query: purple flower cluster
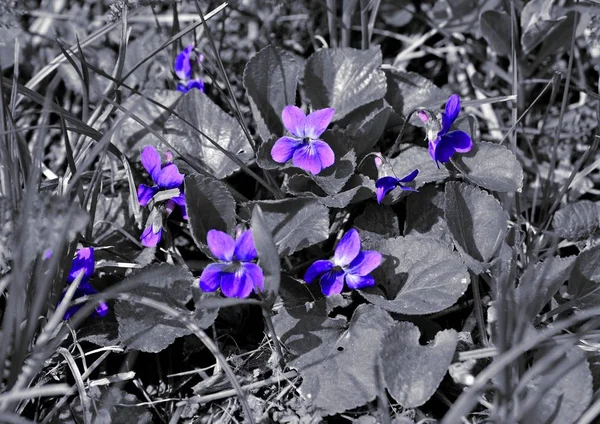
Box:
[61,247,108,320]
[429,94,473,168]
[137,146,187,247]
[375,94,473,203]
[200,230,264,298]
[173,44,204,93]
[304,228,382,296]
[271,105,335,175]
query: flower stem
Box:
[261,305,285,371]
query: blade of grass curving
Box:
[122,2,227,87]
[541,16,577,222]
[194,0,257,153]
[441,307,600,424]
[326,0,338,48]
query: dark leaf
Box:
[339,99,392,158]
[185,174,235,249]
[444,182,508,274]
[552,200,600,240]
[244,45,300,142]
[161,90,253,179]
[304,47,386,120]
[311,151,356,195]
[385,70,450,127]
[452,141,523,192]
[380,322,458,408]
[274,300,394,415]
[389,144,450,188]
[568,246,600,308]
[515,256,575,320]
[285,174,375,208]
[240,198,329,255]
[250,205,281,299]
[360,236,469,315]
[479,10,512,57]
[115,264,216,353]
[404,184,452,246]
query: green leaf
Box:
[250,205,281,300]
[115,264,217,353]
[568,245,600,308]
[389,144,450,188]
[452,141,523,193]
[380,322,458,408]
[360,235,470,315]
[515,256,576,320]
[339,99,392,158]
[244,45,300,142]
[304,47,386,121]
[479,10,512,57]
[404,184,452,246]
[274,300,394,415]
[240,198,329,255]
[285,174,375,208]
[185,174,235,251]
[444,182,508,274]
[520,346,592,424]
[385,69,450,127]
[160,90,254,179]
[552,200,600,240]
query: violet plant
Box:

• TASK DIRECTIONS: Can you update the records starting at the line containing "query: blade of grass curving" and ending at the end of the records, replacing "leaf" with "foliage" and leaving everything else in those lines unchanged?

• THE COMPLETED TASK:
query: blade of grass curving
Box:
[122,2,227,87]
[541,16,577,222]
[194,0,257,153]
[441,307,600,424]
[326,0,338,48]
query: dark foliage
Box:
[339,99,392,158]
[185,174,235,249]
[444,182,508,274]
[552,200,600,240]
[244,45,300,142]
[161,90,253,179]
[304,47,386,120]
[311,151,356,195]
[385,70,450,127]
[452,141,523,192]
[380,322,458,408]
[274,300,394,415]
[389,144,450,188]
[568,246,600,308]
[515,256,575,320]
[285,174,375,208]
[240,198,329,255]
[250,205,281,299]
[360,236,469,315]
[479,10,512,57]
[115,264,216,353]
[404,184,452,246]
query: green foliage
Box:
[250,205,281,300]
[115,264,217,353]
[568,245,600,308]
[389,144,450,188]
[452,141,523,193]
[380,322,458,408]
[360,235,470,315]
[515,256,576,320]
[339,99,392,158]
[244,45,300,142]
[304,47,386,121]
[479,10,512,57]
[404,184,452,246]
[274,300,394,415]
[240,198,329,255]
[285,174,375,208]
[185,174,235,251]
[444,182,508,274]
[520,346,592,424]
[385,69,450,127]
[160,90,254,179]
[552,200,600,240]
query: violet plant
Box:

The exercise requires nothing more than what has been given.